What you should do | Using the listing that follows, return every line with the word "smiling".

Records to use |
=== Begin Enclosure ===

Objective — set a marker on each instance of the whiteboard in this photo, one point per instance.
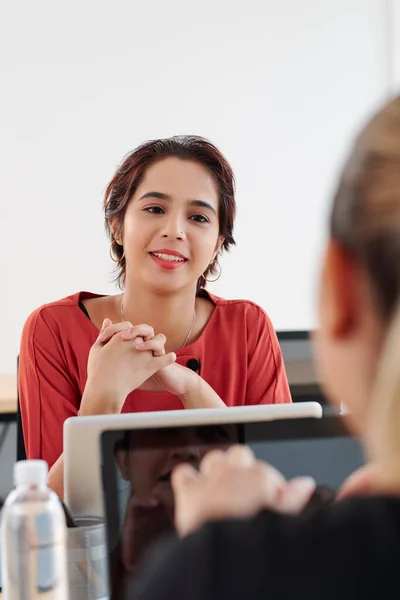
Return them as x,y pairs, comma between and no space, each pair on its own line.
279,86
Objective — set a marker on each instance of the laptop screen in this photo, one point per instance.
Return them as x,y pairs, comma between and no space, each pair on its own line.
137,466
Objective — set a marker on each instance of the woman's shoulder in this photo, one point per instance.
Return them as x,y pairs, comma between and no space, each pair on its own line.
238,306
56,312
240,314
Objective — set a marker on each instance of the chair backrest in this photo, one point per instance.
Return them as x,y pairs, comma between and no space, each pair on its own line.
21,452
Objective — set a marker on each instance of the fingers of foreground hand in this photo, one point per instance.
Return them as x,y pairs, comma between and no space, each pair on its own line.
296,495
142,330
108,330
156,345
183,477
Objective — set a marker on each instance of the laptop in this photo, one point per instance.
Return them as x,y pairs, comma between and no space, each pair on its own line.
82,476
137,464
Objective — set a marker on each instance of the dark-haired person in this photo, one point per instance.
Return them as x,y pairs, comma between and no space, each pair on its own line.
145,461
352,548
169,212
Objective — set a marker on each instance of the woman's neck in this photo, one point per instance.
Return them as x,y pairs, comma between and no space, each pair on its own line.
171,315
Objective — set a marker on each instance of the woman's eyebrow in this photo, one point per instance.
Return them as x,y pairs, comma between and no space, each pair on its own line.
163,196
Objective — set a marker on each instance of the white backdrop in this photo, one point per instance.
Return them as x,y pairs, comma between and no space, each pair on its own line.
279,85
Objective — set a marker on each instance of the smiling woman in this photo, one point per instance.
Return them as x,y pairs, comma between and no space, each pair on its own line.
169,213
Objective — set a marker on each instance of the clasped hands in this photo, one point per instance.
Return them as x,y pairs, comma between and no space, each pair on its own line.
126,357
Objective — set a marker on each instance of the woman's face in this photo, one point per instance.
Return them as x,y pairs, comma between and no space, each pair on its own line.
149,463
171,226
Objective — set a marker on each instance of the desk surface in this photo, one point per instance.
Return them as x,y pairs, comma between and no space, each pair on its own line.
8,394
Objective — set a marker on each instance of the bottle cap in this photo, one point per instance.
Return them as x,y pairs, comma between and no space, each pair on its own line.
30,472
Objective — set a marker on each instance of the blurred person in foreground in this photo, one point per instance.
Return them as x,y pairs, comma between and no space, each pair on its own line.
236,540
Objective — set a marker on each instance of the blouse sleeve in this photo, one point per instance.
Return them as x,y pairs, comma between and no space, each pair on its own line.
267,380
47,394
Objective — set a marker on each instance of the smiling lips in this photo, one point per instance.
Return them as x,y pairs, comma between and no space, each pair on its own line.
168,259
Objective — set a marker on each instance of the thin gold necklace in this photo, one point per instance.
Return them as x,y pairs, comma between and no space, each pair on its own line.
188,334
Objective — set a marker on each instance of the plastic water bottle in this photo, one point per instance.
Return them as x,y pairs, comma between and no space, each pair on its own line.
33,537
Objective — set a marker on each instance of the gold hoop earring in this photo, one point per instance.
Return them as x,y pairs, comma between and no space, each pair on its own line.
216,263
112,252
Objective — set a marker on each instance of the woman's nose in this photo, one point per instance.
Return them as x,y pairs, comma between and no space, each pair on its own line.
174,227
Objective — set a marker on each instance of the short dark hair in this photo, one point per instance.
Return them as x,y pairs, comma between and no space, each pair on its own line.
131,172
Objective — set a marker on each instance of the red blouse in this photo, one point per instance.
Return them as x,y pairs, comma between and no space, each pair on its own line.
238,354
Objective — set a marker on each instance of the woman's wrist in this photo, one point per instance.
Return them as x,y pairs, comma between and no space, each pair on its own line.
99,402
201,395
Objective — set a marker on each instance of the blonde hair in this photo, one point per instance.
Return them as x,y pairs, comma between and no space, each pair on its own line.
365,221
383,434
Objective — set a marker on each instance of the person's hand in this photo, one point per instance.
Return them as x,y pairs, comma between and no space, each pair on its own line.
116,367
233,484
175,379
362,482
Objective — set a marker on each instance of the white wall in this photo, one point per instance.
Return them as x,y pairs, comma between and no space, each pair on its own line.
280,86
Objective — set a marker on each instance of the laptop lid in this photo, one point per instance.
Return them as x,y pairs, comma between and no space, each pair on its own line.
137,465
82,477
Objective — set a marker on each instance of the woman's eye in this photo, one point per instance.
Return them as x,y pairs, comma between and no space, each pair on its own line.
199,218
157,210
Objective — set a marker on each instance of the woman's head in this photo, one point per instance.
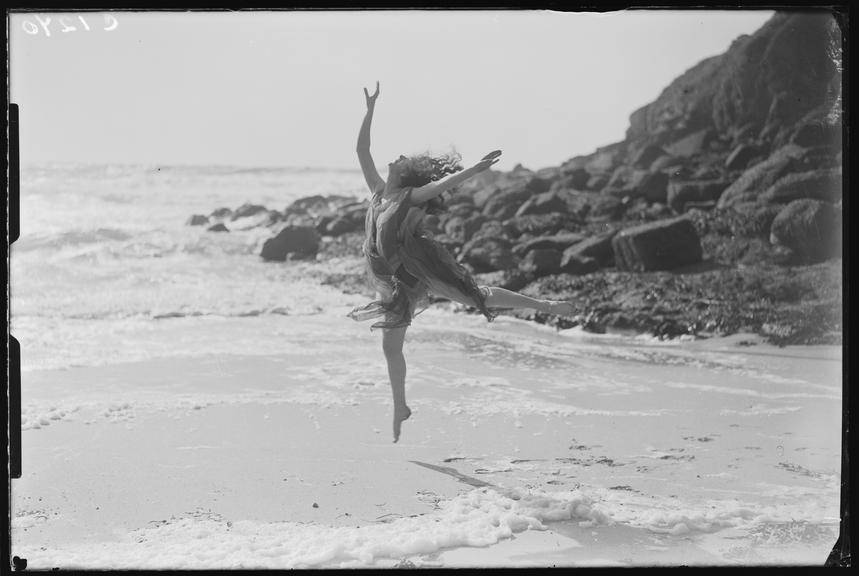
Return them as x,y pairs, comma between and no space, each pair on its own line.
414,171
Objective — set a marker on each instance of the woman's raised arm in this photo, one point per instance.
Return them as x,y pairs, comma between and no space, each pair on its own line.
433,189
371,175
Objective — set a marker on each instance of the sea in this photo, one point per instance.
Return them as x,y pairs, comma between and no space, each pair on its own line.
728,445
106,268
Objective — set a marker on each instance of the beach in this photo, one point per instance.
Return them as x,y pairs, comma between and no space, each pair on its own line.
187,405
526,448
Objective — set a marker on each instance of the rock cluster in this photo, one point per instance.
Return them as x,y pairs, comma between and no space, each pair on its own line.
734,169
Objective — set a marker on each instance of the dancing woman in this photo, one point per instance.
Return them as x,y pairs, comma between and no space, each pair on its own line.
405,264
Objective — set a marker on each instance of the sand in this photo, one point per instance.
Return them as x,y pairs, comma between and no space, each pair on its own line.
527,447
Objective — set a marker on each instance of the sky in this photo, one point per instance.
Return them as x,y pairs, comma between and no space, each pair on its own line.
264,88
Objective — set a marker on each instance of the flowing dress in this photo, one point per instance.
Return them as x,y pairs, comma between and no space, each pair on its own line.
405,265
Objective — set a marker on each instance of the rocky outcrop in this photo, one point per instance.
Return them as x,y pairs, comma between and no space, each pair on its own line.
197,220
737,165
293,242
657,246
810,228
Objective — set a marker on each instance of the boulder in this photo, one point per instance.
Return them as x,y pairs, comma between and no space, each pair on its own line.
597,182
247,210
462,210
810,228
576,179
558,242
597,248
455,228
645,157
578,264
683,192
665,163
487,253
472,225
539,224
762,175
197,220
692,144
449,243
340,225
506,201
483,195
541,262
817,184
623,176
309,204
659,245
293,241
653,186
512,279
544,203
220,213
605,208
740,156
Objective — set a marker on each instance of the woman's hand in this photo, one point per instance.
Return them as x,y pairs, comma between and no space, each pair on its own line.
371,100
488,161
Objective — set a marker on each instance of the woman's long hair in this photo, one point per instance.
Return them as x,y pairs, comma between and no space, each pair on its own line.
422,169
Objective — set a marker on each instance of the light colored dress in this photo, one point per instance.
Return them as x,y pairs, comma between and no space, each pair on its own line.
405,265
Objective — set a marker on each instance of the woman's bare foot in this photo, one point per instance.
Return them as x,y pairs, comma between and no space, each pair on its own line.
401,414
558,307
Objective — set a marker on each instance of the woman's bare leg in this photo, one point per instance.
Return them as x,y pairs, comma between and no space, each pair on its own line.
392,345
502,298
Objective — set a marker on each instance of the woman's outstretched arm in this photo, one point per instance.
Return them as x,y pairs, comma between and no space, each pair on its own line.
433,189
371,175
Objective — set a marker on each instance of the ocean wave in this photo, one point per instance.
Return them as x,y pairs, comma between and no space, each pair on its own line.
478,518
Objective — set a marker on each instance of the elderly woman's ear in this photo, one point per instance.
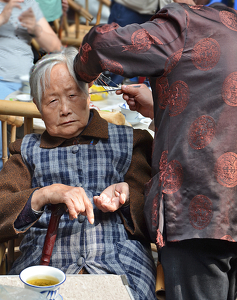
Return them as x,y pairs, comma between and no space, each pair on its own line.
92,82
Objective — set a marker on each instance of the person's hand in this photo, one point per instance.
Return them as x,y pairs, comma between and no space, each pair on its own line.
113,197
138,98
75,199
7,11
65,7
27,19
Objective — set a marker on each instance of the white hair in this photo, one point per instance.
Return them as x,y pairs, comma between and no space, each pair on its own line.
40,73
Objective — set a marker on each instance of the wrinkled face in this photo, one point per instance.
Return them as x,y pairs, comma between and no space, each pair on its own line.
64,107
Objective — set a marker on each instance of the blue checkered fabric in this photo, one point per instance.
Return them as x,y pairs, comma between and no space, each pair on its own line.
101,248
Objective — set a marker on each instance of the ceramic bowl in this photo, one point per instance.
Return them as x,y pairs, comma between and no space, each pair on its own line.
25,88
51,292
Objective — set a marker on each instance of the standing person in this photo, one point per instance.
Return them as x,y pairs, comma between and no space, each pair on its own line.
20,21
124,12
189,54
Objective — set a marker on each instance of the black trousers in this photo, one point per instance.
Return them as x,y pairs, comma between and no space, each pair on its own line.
200,269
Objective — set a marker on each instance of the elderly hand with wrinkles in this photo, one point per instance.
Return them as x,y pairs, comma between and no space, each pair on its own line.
7,11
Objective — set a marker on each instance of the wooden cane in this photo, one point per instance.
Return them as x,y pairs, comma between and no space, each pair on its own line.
57,211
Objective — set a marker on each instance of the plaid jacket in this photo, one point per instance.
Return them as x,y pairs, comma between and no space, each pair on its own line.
105,246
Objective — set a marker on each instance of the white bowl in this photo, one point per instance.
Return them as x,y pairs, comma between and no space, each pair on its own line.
24,97
133,117
51,292
25,88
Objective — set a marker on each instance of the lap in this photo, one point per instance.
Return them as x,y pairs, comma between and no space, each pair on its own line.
200,269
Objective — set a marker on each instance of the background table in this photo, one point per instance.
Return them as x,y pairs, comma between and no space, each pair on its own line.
85,287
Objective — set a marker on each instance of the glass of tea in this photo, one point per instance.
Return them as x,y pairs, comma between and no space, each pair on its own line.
43,279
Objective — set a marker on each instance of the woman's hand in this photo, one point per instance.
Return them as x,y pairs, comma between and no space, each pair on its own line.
139,99
65,7
113,197
7,11
75,199
27,19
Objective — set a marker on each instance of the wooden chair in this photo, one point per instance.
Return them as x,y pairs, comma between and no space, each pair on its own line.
72,35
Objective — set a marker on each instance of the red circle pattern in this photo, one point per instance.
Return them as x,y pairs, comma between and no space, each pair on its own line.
226,169
229,19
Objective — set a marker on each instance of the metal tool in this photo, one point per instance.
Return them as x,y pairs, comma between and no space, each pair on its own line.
105,82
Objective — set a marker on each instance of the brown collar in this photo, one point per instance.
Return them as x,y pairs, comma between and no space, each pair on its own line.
97,128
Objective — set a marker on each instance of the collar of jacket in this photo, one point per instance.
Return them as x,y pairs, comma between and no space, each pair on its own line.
97,127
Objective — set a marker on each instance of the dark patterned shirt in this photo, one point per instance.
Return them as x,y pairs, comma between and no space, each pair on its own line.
189,54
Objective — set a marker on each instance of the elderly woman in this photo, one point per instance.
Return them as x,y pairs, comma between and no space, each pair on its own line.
83,161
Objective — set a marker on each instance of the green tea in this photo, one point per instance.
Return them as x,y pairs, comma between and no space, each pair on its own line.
43,280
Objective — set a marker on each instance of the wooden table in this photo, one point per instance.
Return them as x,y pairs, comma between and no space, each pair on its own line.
85,287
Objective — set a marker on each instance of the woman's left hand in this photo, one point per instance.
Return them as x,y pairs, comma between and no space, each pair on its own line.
113,197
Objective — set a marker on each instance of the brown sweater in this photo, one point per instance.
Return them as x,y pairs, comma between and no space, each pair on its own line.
15,179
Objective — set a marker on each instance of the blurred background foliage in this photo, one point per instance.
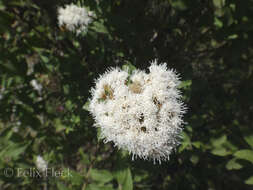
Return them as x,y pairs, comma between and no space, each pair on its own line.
208,41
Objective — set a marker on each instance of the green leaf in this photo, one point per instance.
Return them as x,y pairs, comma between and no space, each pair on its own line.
124,178
218,23
99,27
73,176
102,176
99,187
249,181
179,4
249,139
219,3
218,142
233,165
244,155
86,106
220,151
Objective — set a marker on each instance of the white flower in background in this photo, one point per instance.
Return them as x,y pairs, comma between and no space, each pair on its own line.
74,18
141,113
37,86
41,164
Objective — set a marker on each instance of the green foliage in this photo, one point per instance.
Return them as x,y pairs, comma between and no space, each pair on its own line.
208,42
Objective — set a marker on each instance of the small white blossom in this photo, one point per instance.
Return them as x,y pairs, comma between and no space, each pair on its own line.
37,86
2,93
41,164
74,18
141,113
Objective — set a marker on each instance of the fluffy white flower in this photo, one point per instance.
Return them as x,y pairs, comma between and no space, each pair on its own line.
37,86
41,164
1,93
74,18
141,113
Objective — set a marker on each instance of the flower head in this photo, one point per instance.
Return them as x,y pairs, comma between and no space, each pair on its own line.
41,164
74,18
141,113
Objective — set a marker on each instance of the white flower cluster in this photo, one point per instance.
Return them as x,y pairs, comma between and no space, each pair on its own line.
74,18
141,112
41,164
1,93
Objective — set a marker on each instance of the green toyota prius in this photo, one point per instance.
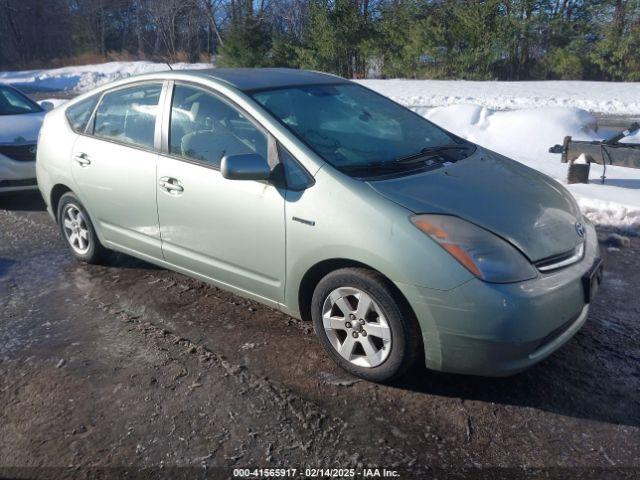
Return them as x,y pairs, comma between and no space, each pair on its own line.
325,200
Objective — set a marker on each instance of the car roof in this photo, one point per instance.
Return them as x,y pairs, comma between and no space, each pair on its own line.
251,79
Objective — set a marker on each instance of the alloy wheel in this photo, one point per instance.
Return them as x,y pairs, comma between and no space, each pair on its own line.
75,229
356,327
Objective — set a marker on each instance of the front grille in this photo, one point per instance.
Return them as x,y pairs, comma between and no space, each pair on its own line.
19,153
563,260
27,182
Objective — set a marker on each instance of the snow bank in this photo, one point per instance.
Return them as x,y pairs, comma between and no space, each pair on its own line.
600,97
526,135
518,119
86,77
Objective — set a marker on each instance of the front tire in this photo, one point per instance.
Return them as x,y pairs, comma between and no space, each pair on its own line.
364,325
78,232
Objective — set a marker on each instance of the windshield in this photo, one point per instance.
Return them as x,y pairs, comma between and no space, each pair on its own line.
12,102
354,128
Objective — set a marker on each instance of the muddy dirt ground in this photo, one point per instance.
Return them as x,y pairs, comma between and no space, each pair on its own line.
132,365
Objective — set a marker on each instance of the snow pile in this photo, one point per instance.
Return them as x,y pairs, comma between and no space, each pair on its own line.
600,97
518,119
86,77
526,135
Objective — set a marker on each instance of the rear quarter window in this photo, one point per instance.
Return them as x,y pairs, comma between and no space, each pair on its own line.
78,115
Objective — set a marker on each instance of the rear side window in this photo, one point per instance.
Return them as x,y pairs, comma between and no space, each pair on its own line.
128,115
205,128
79,114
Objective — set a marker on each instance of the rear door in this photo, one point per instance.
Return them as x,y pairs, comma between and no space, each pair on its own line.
229,231
114,164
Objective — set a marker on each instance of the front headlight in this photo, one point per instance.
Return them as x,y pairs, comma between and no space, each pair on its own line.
484,254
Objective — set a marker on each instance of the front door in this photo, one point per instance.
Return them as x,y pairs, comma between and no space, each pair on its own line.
229,231
114,165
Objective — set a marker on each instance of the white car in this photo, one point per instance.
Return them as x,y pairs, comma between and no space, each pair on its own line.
20,122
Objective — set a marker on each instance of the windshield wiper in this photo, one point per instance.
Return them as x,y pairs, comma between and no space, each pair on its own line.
430,152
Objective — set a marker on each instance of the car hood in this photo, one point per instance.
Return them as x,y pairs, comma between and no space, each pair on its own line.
523,206
20,129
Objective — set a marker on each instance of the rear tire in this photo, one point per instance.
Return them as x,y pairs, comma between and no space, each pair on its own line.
364,325
78,232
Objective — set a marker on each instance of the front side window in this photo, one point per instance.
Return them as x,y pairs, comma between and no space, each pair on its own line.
80,113
204,128
128,115
353,128
13,102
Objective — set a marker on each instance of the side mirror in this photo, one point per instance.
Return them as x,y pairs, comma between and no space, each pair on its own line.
248,166
47,106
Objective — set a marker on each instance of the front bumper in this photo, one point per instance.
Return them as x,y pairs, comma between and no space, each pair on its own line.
16,176
489,329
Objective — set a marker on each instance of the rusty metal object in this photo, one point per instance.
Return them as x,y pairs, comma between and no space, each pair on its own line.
606,152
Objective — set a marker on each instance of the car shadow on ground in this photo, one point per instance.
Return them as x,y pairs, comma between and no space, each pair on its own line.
22,202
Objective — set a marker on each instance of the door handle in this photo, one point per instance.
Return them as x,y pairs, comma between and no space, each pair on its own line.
171,185
82,159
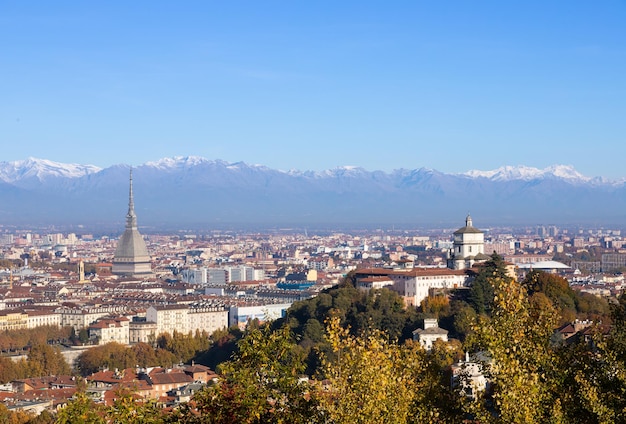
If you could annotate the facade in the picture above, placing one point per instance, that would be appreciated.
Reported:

=== End Enclosure ===

Task response |
Objective — set a marker on each instance of the smiling woman in this photo, one point per instance.
Objective — set a marker on each instance of the smiling lips in this photo, one point per instance.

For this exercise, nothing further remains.